The latest report card on health and wellbeing in Australia – Australia’s welfare 2013 – paints a broad picture of a healthy and wealthy nation, but also maps entrenched and emerging disadvantage.
So too do two other recent reports that drill further down into some of the issues: the latest data from the Australian Bureau of Statistics on Household Income and Income Distribution 2011-12, and the Productivity Commission’s report on Deep and Persistent Disadvantage in Australia.
Australia’s Welfare 2013 is the 11th biennial snapshot on welfare services from the Australian Institute of Health and Welfare (AIHW). Understandably it’s a big tome, but comes also as a summary, and is packed with accessible information and infographics.
The report notes that we’re living and working longer and are better educated than ever before, but many amongst us – particularly older people, Indigenous Australians, sole parents and their children, and people living in rural and regional areas – face ongoing health and welfare issues. The implications of an ageing population also loom across most indicators: health, housing, workforce, disability and more.
“Where we live, our family structure and our levels of education all affect the quality of our lives and how long we can expect to live,” said AIHW Director and CEO David Kalisch on releasing the report earlier this month.
This is particularly stark amongst Indigenous Australians – although the report records positive trends in housing, education and employment – and outside of major cities, where death and disability rates are higher and incomes and workforce participation lower.
Drawing on its own and other reports, it notes that relatively disadvantaged members of the community live shorter lives and have higher rates of illness and disability, that higher levels of education and income are associated with lower prevalence of risk factors to health (such as smoking and obesity), and that access to economic resources is positively linked to mental health and wellbeing, and optimal child development.
Australia’s welfare 2013: broad findings
Life, health and demographics
– Australian life expectancy for a boy born between 2009 and 2011 is 79.7 years, and for a girl 84.2 years—among the highest in the world.
– Life expectancy of Indigenous boys born between 2005 and 2007 (the latest data available) was estimated to be 67.2 years and 72.9 years for Indigenous girls, although the gap with non-Indigenous rates is closing.
– Age specific death rates among Indigenous Australians between 2007-2011 were at least double non-Indigenous rates in all age groups bar over 65 years and under 1 year, although they are still higher. The most pronounced difference comes between 24-54 years, at 4-5 times higher than the non-Indigenous rate.
– More than 3 million Australians (14 per cent) now are aged 65 and over, nearly 3 times as many as 40 years ago – including nearly 425,000 aged 85-plus, a sixfold increase.
– The number of young people is up by only 21 per cent over that time (32 per cent of the population versus 46 per cent in 1972).
– Infant mortality was 3.8 per 1,000 live births in 2011 – the lowest rate on record. Indigenous infant mortality rates remain much higher (6.6 per 1,000 live births according to limited data) although there has been a significant closing of the gap in recent years.
– 4 million Australians (nearly 1 in 5) have some form of disability.
Poverty and income support
– Government pensions and allowances were the main source of income for 1 in 4 households in 2009–10. Perhaps seen through an election lens, one report lamented taxpayers were ‘forking out’ more for welfare than health care – perhaps understating the realitiy that more than half of the spend is on the aged pension.

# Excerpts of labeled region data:
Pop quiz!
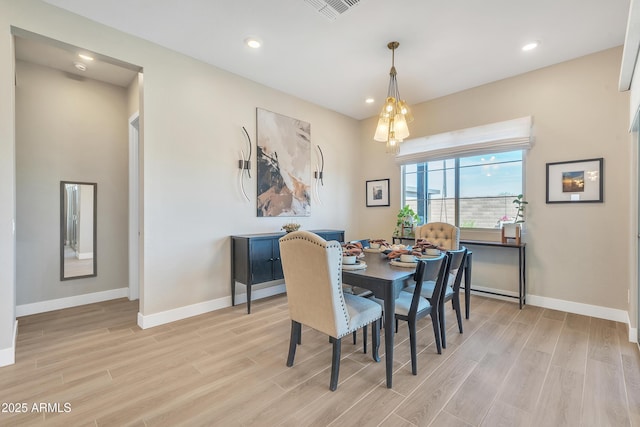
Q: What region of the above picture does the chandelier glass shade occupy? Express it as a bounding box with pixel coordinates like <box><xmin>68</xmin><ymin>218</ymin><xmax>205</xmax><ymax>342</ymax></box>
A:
<box><xmin>373</xmin><ymin>42</ymin><xmax>413</xmax><ymax>154</ymax></box>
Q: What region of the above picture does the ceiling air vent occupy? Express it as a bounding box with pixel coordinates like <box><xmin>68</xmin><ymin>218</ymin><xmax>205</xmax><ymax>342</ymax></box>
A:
<box><xmin>304</xmin><ymin>0</ymin><xmax>360</xmax><ymax>21</ymax></box>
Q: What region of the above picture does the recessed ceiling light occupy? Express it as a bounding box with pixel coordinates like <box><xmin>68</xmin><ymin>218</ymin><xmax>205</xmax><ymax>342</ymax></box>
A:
<box><xmin>244</xmin><ymin>37</ymin><xmax>262</xmax><ymax>49</ymax></box>
<box><xmin>73</xmin><ymin>62</ymin><xmax>87</xmax><ymax>71</ymax></box>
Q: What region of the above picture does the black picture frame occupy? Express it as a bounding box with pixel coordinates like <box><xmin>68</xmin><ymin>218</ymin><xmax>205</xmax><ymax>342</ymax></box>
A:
<box><xmin>365</xmin><ymin>178</ymin><xmax>390</xmax><ymax>207</ymax></box>
<box><xmin>546</xmin><ymin>157</ymin><xmax>604</xmax><ymax>203</ymax></box>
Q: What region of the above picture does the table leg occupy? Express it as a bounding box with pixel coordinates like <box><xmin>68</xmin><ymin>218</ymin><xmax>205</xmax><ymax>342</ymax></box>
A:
<box><xmin>384</xmin><ymin>292</ymin><xmax>396</xmax><ymax>388</ymax></box>
<box><xmin>247</xmin><ymin>284</ymin><xmax>251</xmax><ymax>314</ymax></box>
<box><xmin>522</xmin><ymin>246</ymin><xmax>527</xmax><ymax>304</ymax></box>
<box><xmin>464</xmin><ymin>251</ymin><xmax>473</xmax><ymax>319</ymax></box>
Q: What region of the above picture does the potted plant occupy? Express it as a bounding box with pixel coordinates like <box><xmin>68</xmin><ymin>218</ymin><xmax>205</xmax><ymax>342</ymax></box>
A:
<box><xmin>281</xmin><ymin>222</ymin><xmax>300</xmax><ymax>233</ymax></box>
<box><xmin>502</xmin><ymin>194</ymin><xmax>529</xmax><ymax>243</ymax></box>
<box><xmin>394</xmin><ymin>205</ymin><xmax>420</xmax><ymax>236</ymax></box>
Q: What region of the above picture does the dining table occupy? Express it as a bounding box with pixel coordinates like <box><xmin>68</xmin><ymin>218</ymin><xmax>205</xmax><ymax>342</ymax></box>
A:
<box><xmin>342</xmin><ymin>251</ymin><xmax>415</xmax><ymax>388</ymax></box>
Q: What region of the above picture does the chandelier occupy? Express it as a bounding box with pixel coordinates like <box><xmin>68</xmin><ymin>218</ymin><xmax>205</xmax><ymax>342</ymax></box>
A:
<box><xmin>373</xmin><ymin>42</ymin><xmax>413</xmax><ymax>154</ymax></box>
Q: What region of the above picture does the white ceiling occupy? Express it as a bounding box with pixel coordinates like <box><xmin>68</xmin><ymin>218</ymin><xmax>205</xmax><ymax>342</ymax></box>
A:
<box><xmin>38</xmin><ymin>0</ymin><xmax>629</xmax><ymax>119</ymax></box>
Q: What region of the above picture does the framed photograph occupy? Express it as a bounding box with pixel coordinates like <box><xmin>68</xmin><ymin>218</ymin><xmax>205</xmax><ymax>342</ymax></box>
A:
<box><xmin>547</xmin><ymin>157</ymin><xmax>604</xmax><ymax>203</ymax></box>
<box><xmin>366</xmin><ymin>179</ymin><xmax>389</xmax><ymax>207</ymax></box>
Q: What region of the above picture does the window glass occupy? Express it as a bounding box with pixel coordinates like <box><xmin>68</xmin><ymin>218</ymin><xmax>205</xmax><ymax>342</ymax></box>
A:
<box><xmin>402</xmin><ymin>150</ymin><xmax>523</xmax><ymax>229</ymax></box>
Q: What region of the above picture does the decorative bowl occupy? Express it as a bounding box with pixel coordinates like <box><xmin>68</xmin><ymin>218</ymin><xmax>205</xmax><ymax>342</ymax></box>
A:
<box><xmin>400</xmin><ymin>254</ymin><xmax>416</xmax><ymax>262</ymax></box>
<box><xmin>342</xmin><ymin>255</ymin><xmax>357</xmax><ymax>265</ymax></box>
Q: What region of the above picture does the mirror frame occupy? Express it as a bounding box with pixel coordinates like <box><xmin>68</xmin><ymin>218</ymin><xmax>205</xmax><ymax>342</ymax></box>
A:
<box><xmin>60</xmin><ymin>181</ymin><xmax>98</xmax><ymax>281</ymax></box>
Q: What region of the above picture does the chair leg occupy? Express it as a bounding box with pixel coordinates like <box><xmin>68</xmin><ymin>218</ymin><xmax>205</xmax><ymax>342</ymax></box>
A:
<box><xmin>438</xmin><ymin>304</ymin><xmax>447</xmax><ymax>348</ymax></box>
<box><xmin>407</xmin><ymin>319</ymin><xmax>418</xmax><ymax>375</ymax></box>
<box><xmin>431</xmin><ymin>310</ymin><xmax>442</xmax><ymax>354</ymax></box>
<box><xmin>329</xmin><ymin>337</ymin><xmax>341</xmax><ymax>391</ymax></box>
<box><xmin>453</xmin><ymin>297</ymin><xmax>462</xmax><ymax>333</ymax></box>
<box><xmin>371</xmin><ymin>319</ymin><xmax>382</xmax><ymax>362</ymax></box>
<box><xmin>362</xmin><ymin>325</ymin><xmax>367</xmax><ymax>354</ymax></box>
<box><xmin>287</xmin><ymin>320</ymin><xmax>302</xmax><ymax>367</ymax></box>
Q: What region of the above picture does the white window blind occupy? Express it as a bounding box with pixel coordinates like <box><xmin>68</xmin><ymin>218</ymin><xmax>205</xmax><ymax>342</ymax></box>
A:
<box><xmin>396</xmin><ymin>116</ymin><xmax>533</xmax><ymax>165</ymax></box>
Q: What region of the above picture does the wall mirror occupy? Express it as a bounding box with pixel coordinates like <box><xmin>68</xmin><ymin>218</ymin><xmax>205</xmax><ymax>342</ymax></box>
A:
<box><xmin>60</xmin><ymin>181</ymin><xmax>98</xmax><ymax>280</ymax></box>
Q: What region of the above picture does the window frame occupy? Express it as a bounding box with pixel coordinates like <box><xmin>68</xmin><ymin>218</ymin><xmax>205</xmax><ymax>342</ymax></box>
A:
<box><xmin>400</xmin><ymin>148</ymin><xmax>528</xmax><ymax>232</ymax></box>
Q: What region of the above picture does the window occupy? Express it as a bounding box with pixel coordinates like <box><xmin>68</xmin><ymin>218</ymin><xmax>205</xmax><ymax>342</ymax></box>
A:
<box><xmin>402</xmin><ymin>150</ymin><xmax>523</xmax><ymax>228</ymax></box>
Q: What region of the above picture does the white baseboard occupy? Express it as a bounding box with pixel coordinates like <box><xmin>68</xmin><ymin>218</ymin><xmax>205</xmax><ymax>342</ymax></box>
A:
<box><xmin>471</xmin><ymin>286</ymin><xmax>638</xmax><ymax>342</ymax></box>
<box><xmin>236</xmin><ymin>283</ymin><xmax>287</xmax><ymax>305</ymax></box>
<box><xmin>138</xmin><ymin>284</ymin><xmax>286</xmax><ymax>329</ymax></box>
<box><xmin>527</xmin><ymin>295</ymin><xmax>629</xmax><ymax>325</ymax></box>
<box><xmin>0</xmin><ymin>320</ymin><xmax>18</xmax><ymax>367</ymax></box>
<box><xmin>16</xmin><ymin>288</ymin><xmax>129</xmax><ymax>317</ymax></box>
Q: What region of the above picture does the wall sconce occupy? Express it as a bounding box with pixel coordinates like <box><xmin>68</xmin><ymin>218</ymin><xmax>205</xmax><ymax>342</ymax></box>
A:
<box><xmin>313</xmin><ymin>145</ymin><xmax>324</xmax><ymax>203</ymax></box>
<box><xmin>238</xmin><ymin>126</ymin><xmax>251</xmax><ymax>202</ymax></box>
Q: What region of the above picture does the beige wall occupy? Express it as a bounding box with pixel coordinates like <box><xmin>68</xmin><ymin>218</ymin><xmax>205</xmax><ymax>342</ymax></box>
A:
<box><xmin>0</xmin><ymin>0</ymin><xmax>631</xmax><ymax>364</ymax></box>
<box><xmin>0</xmin><ymin>0</ymin><xmax>360</xmax><ymax>336</ymax></box>
<box><xmin>359</xmin><ymin>48</ymin><xmax>635</xmax><ymax>311</ymax></box>
<box><xmin>16</xmin><ymin>61</ymin><xmax>129</xmax><ymax>305</ymax></box>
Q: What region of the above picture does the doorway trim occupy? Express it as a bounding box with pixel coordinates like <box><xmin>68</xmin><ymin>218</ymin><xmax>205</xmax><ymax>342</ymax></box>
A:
<box><xmin>129</xmin><ymin>111</ymin><xmax>140</xmax><ymax>300</ymax></box>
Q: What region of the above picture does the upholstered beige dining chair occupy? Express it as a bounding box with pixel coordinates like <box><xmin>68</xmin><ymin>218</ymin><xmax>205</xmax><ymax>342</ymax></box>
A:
<box><xmin>280</xmin><ymin>231</ymin><xmax>382</xmax><ymax>391</ymax></box>
<box><xmin>415</xmin><ymin>222</ymin><xmax>460</xmax><ymax>250</ymax></box>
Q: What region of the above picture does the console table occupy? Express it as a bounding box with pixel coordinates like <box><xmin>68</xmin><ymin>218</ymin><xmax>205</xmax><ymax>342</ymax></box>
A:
<box><xmin>460</xmin><ymin>240</ymin><xmax>527</xmax><ymax>310</ymax></box>
<box><xmin>231</xmin><ymin>230</ymin><xmax>344</xmax><ymax>314</ymax></box>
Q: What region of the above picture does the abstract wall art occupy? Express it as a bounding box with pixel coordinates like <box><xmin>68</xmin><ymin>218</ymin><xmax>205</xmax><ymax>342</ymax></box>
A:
<box><xmin>256</xmin><ymin>108</ymin><xmax>311</xmax><ymax>217</ymax></box>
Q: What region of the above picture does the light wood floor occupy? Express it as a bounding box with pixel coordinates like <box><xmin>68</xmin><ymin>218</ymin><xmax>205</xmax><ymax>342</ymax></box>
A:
<box><xmin>0</xmin><ymin>296</ymin><xmax>640</xmax><ymax>427</ymax></box>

# WHAT YOU WILL DO:
A. Translate this sentence from the welfare article into Spanish: "Australia’s Welfare 2013 is the 11th biennial snapshot on welfare services from the Australian Institute of Health and Welfare (AIHW)."
B. Count how many lines of the listing contain the word "chandelier", and reply with only that number.
The welfare article and the listing were taken from separate sources.

# PROBLEM SOLUTIONS:
A. Australia’s Welfare 2013 es la undécima instantánea bienal sobre los servicios de bienestar del Instituto Australiano de Salud y Bienestar (AIHW).

B. 2